# Text block:
"""
No more waiting! It's already here! Take the magic with you - don't put it on a pedestal for "some day" - put it in your pocket for right now!

If you are reading this, I hope you find it helpful.

C.S. Lewis wrote:

"Everyday in a life fills the rest of the life with anticipation and memory, and these are that day".

Hold on to the good ones and replay them like a favorite song.

You have to be ALIVE to write - Graham Nash

First steps are the hardest. I have not been at work this year...and I was planning that this year would be better - sigh. Well, I'm back now. 3 days a week for the time being. I got really sick this winter. Thyroid was off. Bloodwork was off. Heart was off. I struggled to keep up over Christmas and blamed the weather...When I finally called my sister - who had to abandon the two children she has custody of...find a ride to the city - and come to my rescue...we went to the dr and found out my bloodwork was a total mess. I was scared. Suddenly it occurred to me that things might not get better. I remembered the days of watching my mother struggle after a life changing stroke - the life she knew and her abilities snatched away forever...I became afraid. We take things for granted. The past couple of weeks I've been spending my time wrapping crystals. Awesome job...if I do say so. I can't wait to show off my handiwork to my sis. I've been feeling a bit better. For now, my world is still pretty small. I survived the winter and the hard times. I count my blessings.

Sunday, April 20, 2014

Easter

I have been down. Often wondering where my next step should take me. I am alone in a big city I no longer love - or understand. I still have a long way to go. Sometimes it feels like I'm back at the beginning. Or maybe that's the way it always is... I'm okay. I've been better. Everyday is a chance to get things right. I do my best, and then move on... try to find my inner grace and live up to my vision. I'll make a list - a kind of treasure map...only my map is alive and constantly changing. My crew - a fuzzy-faced dog and 3 steadfast cats. I plot my course carefully, as everything depends on my steady ability to pilot this paper boat to safe landing. So, I'm stubborn. Something I have to live with. It keeps me strong, but it makes vunerable. I hold onto things past their expiry date. A lesson from my wise 8-year old nephew who counselled me to let go of a rabbit foot he had given me. When it fell apart, I wanted to fix it. He said the luck was gone from it and that I should just let it go. When will I learn? I turn to the things that make me ME. I play my guitar. I search for the words that will make things alright. None come. I make jewellery from bottle caps and found items. I look for beauty in everyday things. ...and one day I will venture out of my shell.

Monday, January 27, 2014

Weak Tea...
"""
# Given records:
"""
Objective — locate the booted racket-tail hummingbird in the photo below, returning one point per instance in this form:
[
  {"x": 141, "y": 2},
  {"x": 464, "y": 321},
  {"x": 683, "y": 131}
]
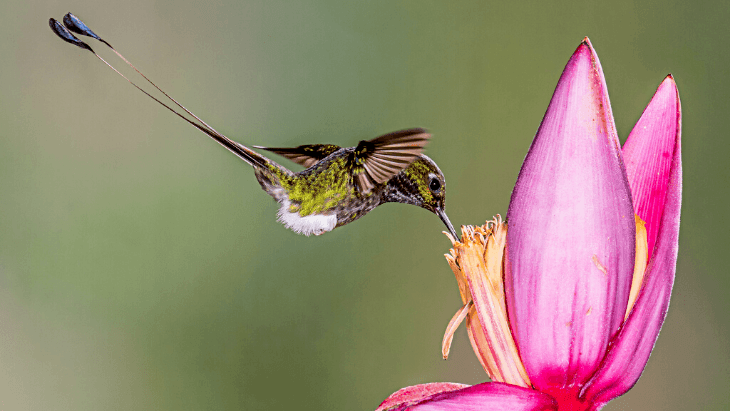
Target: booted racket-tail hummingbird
[{"x": 339, "y": 185}]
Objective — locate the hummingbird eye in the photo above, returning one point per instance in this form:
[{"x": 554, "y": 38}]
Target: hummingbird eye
[{"x": 435, "y": 184}]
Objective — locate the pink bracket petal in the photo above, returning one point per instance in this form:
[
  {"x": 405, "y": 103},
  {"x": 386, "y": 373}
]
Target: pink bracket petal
[
  {"x": 632, "y": 346},
  {"x": 492, "y": 396},
  {"x": 571, "y": 237}
]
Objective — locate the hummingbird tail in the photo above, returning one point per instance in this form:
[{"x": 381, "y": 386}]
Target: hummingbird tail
[{"x": 71, "y": 23}]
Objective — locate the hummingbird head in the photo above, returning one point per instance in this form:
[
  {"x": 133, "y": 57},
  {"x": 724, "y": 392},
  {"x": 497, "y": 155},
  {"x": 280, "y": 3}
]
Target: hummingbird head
[{"x": 421, "y": 183}]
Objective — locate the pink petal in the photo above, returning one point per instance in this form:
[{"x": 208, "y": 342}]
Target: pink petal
[
  {"x": 493, "y": 396},
  {"x": 630, "y": 351},
  {"x": 411, "y": 395},
  {"x": 571, "y": 235},
  {"x": 648, "y": 154}
]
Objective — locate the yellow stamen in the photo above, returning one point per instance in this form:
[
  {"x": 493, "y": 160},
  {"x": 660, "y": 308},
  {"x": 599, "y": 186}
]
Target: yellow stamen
[
  {"x": 451, "y": 328},
  {"x": 640, "y": 261},
  {"x": 477, "y": 265}
]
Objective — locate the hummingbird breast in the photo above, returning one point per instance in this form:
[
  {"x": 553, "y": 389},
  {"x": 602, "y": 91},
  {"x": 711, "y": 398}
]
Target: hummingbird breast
[{"x": 320, "y": 198}]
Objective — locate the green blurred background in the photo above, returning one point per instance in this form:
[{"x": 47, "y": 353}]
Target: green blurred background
[{"x": 141, "y": 266}]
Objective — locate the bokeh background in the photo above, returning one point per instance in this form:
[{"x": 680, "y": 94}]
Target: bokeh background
"""
# Work instructions:
1. From the blog text above the lines, copy the passage from "No more waiting!" to "find it helpful.".
2. List everything that the blog text says "was off" when the writer got sick that winter.

# Responses per task:
1.
No more waiting! It's already here! Take the magic with you - don't put it on a pedestal for "some day" - put it in your pocket for right now!

If you are reading this, I hope you find it helpful.

2. Thyroid, bloodwork, heart